┌────────

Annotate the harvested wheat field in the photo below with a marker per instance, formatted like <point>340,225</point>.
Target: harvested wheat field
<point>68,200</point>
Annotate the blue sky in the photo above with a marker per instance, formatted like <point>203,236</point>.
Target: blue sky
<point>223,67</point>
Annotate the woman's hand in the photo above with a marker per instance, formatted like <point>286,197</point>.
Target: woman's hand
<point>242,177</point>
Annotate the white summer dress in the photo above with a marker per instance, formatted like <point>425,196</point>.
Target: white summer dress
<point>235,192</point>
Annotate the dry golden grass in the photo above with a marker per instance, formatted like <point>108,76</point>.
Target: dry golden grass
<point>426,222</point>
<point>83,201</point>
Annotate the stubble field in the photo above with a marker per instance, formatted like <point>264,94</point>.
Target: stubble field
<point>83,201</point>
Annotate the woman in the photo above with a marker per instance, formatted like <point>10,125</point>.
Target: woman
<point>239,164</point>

└────────

Copy all of the data above line for line, changing nothing.

Worked solution:
Annotate the harvested wheat field in the photo below with a marker per instance, formatted like <point>340,225</point>.
Target: harvested wheat field
<point>68,200</point>
Annotate the blue sky in the photo above with a marker per instance, formatted like <point>203,236</point>.
Target: blue sky
<point>223,67</point>
Annotate the woman's hand in the photo above with a marker per instance, formatted like <point>286,197</point>.
Target: woman's hand
<point>242,177</point>
Annotate the white summer dress in the photo above with a marker per instance, formatted like <point>425,196</point>.
Target: white summer dress
<point>235,192</point>
Annotate the dry golden grass in the photo above with a marker per instance, formatted like <point>108,76</point>.
Target: dry golden grass
<point>426,222</point>
<point>83,201</point>
Annotate the stubble field in the photo above with a marker per instance, formatted like <point>264,94</point>.
Target: stubble field
<point>83,201</point>
Annotate the woman in the photo above with a marker per instance, formatted like <point>10,125</point>.
Target: woman
<point>239,164</point>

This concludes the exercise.